### What you are asked to do:
Return every line of the records below that contains the word "dark", treating uppercase and lowercase as different.

-- Provided records start --

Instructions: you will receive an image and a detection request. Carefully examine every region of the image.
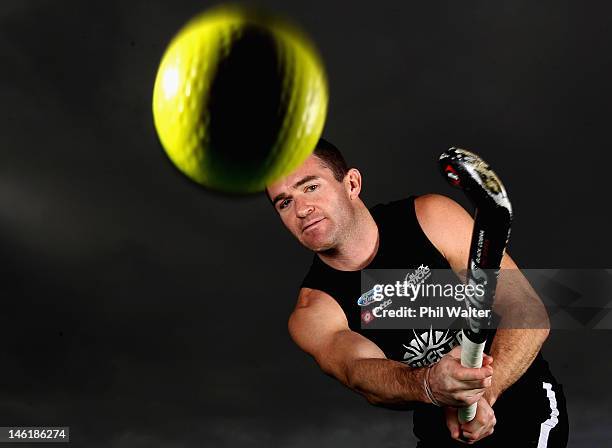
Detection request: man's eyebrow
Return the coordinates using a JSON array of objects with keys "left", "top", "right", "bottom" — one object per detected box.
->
[{"left": 272, "top": 175, "right": 319, "bottom": 206}]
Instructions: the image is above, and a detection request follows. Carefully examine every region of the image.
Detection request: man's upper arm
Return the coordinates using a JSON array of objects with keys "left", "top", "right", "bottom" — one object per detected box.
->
[{"left": 289, "top": 288, "right": 385, "bottom": 383}]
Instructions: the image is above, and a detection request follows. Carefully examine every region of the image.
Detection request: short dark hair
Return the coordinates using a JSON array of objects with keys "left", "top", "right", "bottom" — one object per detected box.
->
[
  {"left": 265, "top": 137, "right": 348, "bottom": 205},
  {"left": 313, "top": 137, "right": 348, "bottom": 182}
]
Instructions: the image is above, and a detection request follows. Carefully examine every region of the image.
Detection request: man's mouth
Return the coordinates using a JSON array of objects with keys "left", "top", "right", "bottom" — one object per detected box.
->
[{"left": 302, "top": 218, "right": 325, "bottom": 233}]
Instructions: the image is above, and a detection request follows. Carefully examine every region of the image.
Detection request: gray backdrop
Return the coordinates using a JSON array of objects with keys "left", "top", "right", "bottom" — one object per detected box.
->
[{"left": 0, "top": 0, "right": 612, "bottom": 448}]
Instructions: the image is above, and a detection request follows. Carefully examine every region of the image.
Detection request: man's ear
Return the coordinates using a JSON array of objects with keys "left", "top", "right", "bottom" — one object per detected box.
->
[{"left": 344, "top": 168, "right": 361, "bottom": 199}]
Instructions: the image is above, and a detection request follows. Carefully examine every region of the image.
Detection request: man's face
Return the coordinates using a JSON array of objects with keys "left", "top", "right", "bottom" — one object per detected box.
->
[{"left": 268, "top": 155, "right": 354, "bottom": 252}]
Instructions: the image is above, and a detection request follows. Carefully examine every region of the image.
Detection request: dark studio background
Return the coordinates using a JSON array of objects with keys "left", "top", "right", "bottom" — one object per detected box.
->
[{"left": 0, "top": 1, "right": 612, "bottom": 448}]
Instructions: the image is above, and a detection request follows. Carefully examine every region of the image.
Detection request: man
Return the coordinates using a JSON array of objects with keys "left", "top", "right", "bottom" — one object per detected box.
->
[{"left": 267, "top": 139, "right": 568, "bottom": 448}]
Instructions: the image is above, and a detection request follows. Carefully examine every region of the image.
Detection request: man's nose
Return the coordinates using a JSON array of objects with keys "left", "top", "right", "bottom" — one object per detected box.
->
[{"left": 295, "top": 200, "right": 314, "bottom": 218}]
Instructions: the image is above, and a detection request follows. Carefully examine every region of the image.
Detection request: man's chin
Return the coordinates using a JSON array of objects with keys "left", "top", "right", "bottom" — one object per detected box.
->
[{"left": 302, "top": 234, "right": 335, "bottom": 252}]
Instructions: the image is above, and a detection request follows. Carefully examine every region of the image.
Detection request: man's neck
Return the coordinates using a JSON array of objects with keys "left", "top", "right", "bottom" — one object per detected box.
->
[{"left": 318, "top": 206, "right": 379, "bottom": 271}]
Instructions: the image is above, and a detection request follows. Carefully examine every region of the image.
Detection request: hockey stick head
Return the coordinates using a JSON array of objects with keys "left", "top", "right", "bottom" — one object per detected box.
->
[{"left": 438, "top": 148, "right": 512, "bottom": 219}]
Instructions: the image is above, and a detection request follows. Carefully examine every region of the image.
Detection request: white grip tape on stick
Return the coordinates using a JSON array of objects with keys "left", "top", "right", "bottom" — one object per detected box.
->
[{"left": 459, "top": 334, "right": 485, "bottom": 423}]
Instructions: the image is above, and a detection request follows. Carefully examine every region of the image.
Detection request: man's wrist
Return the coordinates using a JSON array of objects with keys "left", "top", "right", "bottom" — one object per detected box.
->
[{"left": 422, "top": 365, "right": 441, "bottom": 407}]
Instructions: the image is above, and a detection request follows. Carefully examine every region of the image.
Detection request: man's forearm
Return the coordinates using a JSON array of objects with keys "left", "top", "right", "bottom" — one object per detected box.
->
[
  {"left": 485, "top": 328, "right": 548, "bottom": 406},
  {"left": 346, "top": 358, "right": 430, "bottom": 407}
]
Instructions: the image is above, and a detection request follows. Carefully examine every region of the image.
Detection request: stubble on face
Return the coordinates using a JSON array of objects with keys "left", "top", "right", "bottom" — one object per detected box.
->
[{"left": 268, "top": 156, "right": 354, "bottom": 256}]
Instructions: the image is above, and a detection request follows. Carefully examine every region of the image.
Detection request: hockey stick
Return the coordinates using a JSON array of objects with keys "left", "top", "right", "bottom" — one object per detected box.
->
[{"left": 439, "top": 148, "right": 512, "bottom": 423}]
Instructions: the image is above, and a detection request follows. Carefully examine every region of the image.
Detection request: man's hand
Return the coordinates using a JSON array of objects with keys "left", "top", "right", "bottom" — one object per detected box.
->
[
  {"left": 444, "top": 398, "right": 497, "bottom": 444},
  {"left": 429, "top": 346, "right": 493, "bottom": 413}
]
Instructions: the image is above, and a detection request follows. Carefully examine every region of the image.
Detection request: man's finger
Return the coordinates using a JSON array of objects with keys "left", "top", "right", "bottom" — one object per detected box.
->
[{"left": 454, "top": 366, "right": 493, "bottom": 381}]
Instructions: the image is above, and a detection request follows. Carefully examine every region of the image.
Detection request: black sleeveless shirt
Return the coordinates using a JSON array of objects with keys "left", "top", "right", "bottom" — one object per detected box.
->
[
  {"left": 301, "top": 196, "right": 461, "bottom": 367},
  {"left": 301, "top": 196, "right": 557, "bottom": 442}
]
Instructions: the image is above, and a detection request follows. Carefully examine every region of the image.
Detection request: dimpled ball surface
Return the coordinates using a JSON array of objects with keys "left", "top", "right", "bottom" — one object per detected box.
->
[{"left": 153, "top": 7, "right": 328, "bottom": 193}]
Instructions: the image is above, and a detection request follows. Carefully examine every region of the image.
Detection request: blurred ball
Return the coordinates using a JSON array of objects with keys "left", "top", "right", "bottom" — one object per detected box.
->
[{"left": 153, "top": 6, "right": 328, "bottom": 194}]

-- Provided records end --

### Written answer:
Detection request: short dark hair
Detection request: dark studio background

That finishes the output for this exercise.